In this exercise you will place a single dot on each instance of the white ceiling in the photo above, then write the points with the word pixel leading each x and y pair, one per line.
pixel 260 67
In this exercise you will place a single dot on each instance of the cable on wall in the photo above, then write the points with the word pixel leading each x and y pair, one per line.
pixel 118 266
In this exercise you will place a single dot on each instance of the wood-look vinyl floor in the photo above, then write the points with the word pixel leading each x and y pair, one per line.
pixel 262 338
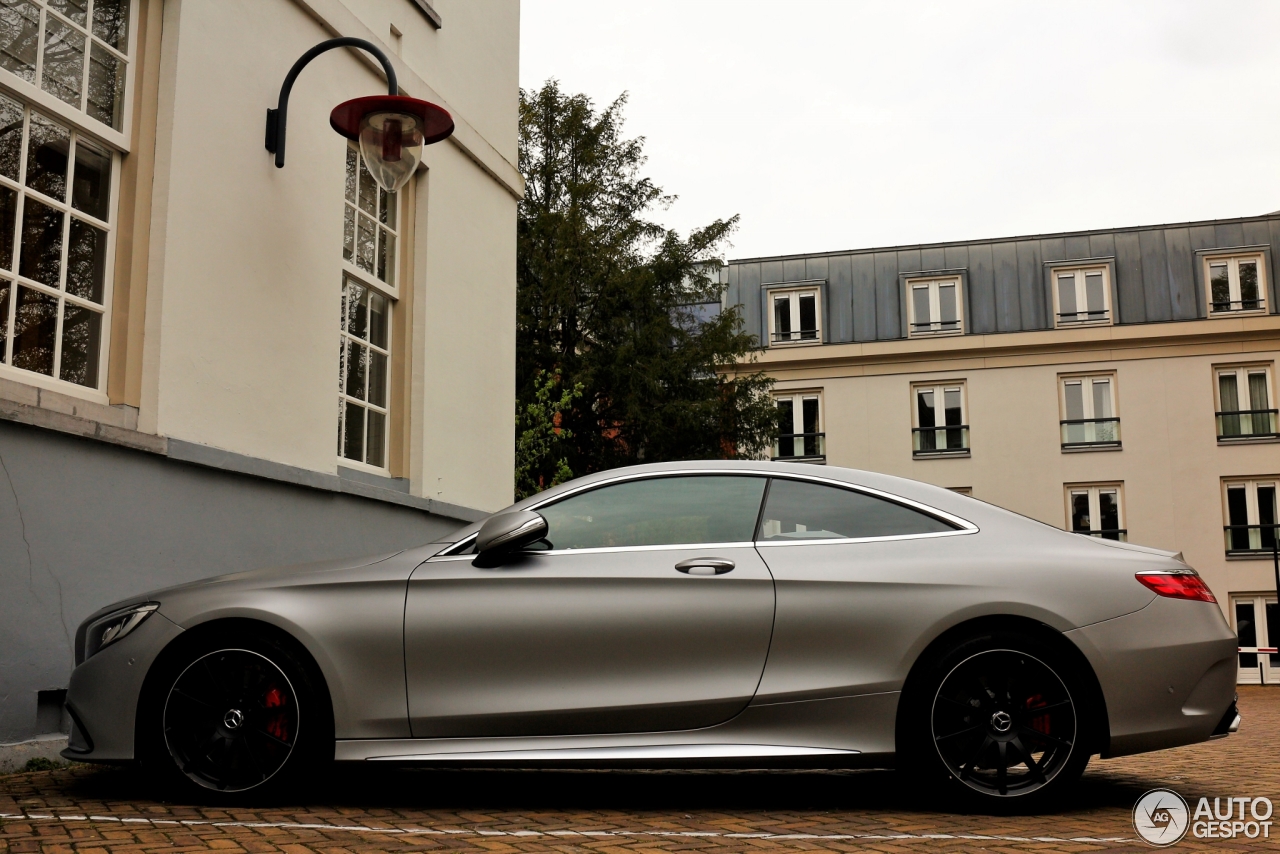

•••••

Problem description: Convert every line of the records above into a numbered list, skipping blank lines. Leave the pictures out of your answer.

Response for this exercise:
1. In this exercise you will place a single dot on each instance of the white ceiling in the photo above, then write the points with the word pixel leading each x and y pair, one per line.
2. pixel 260 67
3. In this exercise you will place a single dot on each instance of the cable on wall in the photo above, then write the points with the word pixel leading each x and y pair, one per line.
4. pixel 118 266
5. In this exercise you will place a single dot on each instance of the wood-look vinyl floor in the photo above, then write the points with the word pixel leading each x and y pair, one per line.
6. pixel 262 338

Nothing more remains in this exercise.